1 Bureaucracy and Its Discontents

The analogy between the process of civilization and the path of individual development may be extended in an important respect. It can he asserted that the community, too, evolves a super-ego under whose influence cultural development proceeds.
—Sigmund Freud, Civilization and Its Discontents (1930)
Indeed, in the most highly developed areas of contemporary society, the transplantation of social into individual needs is so effective that the difference between them seems to he purely theoretical.
—Herbert Marcuse, One-Dimensional Man (1964)

The New Line of Americans

In the years immediately following World War II, a handful of popular sociological studies suggested that a fundamental change was occurring in American society. This transformation, so the story went, was a response both to the rise of the information sciences, systems theory and cybernetics, and more fundamentally to an economy in which the production and distribution of information was taking unprecedented priority over the production and distribution of material goods. As David Riesman put it in the popular edition of his 1950 classic, The Lonely Crowd, a “revolution” was in progress, “a whole range of social developments associated with a shift from an age of production to an age of consumption” (Riesman, rev. ed. 6). Scores of subsequent studies described these developments as the rise of a new “post-industrial society,” a “global village,” an “information age,” a “second industrial revolution,” and, in cultural criticism, a “condition of postmodernity.”1
Among the more prominent anxieties animating early accounts of this condition was that new social arrangements had produced—or mass-produced—a new, and somewhat frightening type of American: a “lonely crowd” of “posthistoric men,” “one-dimensional men,” and “organization men.”2 For many observers, individuals had grown alarmingly generic and pliant as they became enmeshed in ever-larger bureaucratic and corporate structures. This pervasive concern about individual agency in turn gave rise to a second, more pressing worry about the “agency” of postindustrial systems. Because bureaucracies seemed to efface essential human attributes and distribute them across a system comprised of many human beings, they were often described as if they possessed human attributes. As a result, they were increasingly viewed as autonomous “social bodies” dangerously out of human control, even the control of those individuals nominally at their “head.”

[Location annotation dataset excerpts]
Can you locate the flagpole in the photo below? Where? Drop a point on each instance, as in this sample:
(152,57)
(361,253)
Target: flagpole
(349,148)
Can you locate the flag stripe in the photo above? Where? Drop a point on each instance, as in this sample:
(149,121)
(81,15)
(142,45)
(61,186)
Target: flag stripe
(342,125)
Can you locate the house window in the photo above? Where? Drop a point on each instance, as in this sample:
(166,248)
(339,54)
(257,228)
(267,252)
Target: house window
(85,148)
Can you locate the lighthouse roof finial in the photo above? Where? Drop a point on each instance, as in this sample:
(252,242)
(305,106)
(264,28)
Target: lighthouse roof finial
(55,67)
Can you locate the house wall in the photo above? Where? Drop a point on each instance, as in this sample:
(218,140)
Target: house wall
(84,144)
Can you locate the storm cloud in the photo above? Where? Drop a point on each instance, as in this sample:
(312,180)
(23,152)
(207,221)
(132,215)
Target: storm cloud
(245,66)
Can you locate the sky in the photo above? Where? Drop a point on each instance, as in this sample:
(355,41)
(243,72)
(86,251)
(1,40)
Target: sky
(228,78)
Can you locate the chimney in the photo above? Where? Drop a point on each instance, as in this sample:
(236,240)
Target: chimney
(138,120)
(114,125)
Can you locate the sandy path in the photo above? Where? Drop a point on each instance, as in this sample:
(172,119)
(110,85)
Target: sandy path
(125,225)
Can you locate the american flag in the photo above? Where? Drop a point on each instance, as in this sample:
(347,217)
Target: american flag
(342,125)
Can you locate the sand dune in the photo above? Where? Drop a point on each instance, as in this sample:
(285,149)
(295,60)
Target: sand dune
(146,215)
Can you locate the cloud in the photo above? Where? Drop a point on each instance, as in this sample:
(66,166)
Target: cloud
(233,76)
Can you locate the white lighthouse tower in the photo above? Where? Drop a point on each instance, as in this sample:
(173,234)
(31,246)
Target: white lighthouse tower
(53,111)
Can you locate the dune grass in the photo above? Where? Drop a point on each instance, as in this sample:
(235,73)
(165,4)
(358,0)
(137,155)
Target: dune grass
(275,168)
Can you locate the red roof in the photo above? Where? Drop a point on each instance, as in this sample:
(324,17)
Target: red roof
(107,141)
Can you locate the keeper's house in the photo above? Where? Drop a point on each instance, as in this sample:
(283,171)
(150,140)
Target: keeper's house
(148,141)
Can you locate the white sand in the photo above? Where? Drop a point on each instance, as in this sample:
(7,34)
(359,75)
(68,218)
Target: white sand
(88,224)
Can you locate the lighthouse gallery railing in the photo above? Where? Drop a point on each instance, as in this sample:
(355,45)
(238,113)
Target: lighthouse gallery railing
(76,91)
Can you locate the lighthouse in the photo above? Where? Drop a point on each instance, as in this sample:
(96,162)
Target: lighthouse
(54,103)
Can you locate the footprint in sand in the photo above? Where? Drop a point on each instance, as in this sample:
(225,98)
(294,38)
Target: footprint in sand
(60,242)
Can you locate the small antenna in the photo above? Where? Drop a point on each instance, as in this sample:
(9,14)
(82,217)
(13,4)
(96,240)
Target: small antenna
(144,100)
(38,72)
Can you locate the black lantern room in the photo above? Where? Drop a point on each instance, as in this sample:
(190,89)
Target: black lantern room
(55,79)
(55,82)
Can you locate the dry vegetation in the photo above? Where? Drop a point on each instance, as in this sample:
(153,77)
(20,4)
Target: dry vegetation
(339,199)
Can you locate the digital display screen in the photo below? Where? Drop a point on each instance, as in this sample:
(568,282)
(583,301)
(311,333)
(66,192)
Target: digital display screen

• **Request 1**:
Quote the passage on bureaucracy, starting at the words "1 Bureaucracy and" and ending after the words "One-Dimensional Man (1964)".
• **Request 2**:
In the listing, take the lines from the one containing "Can you locate the footprint" through the end of the listing, and switch "sample" to "example" while keeping everything else the same.

• **Full output 1**:
1 Bureaucracy and Its Discontents

The analogy between the process of civilization and the path of individual development may be extended in an important respect. It can he asserted that the community, too, evolves a super-ego under whose influence cultural development proceeds.
—Sigmund Freud, Civilization and Its Discontents (1930)
Indeed, in the most highly developed areas of contemporary society, the transplantation of social into individual needs is so effective that the difference between them seems to he purely theoretical.
—Herbert Marcuse, One-Dimensional Man (1964)

• **Full output 2**:
Can you locate the footprint in sand in the photo above? Where? Drop a point on each instance, as in this example:
(225,98)
(294,38)
Target: footprint in sand
(60,242)
Can you locate the small antenna in the photo above? Where? Drop a point on each instance, as in this example:
(9,14)
(82,217)
(13,4)
(96,240)
Target: small antenna
(144,100)
(38,72)
Can you locate the black lantern room in the photo above? Where? Drop a point on each instance, as in this example:
(190,89)
Target: black lantern room
(55,79)
(55,82)
Can you locate the dry vegetation in the photo above? Where? Drop a point on each instance, as in this example:
(153,77)
(20,4)
Target: dry vegetation
(339,199)
Can you locate the digital display screen in the photo below? Where? Drop a point on each instance, as in this example:
(568,282)
(583,301)
(311,333)
(66,192)
Target: digital display screen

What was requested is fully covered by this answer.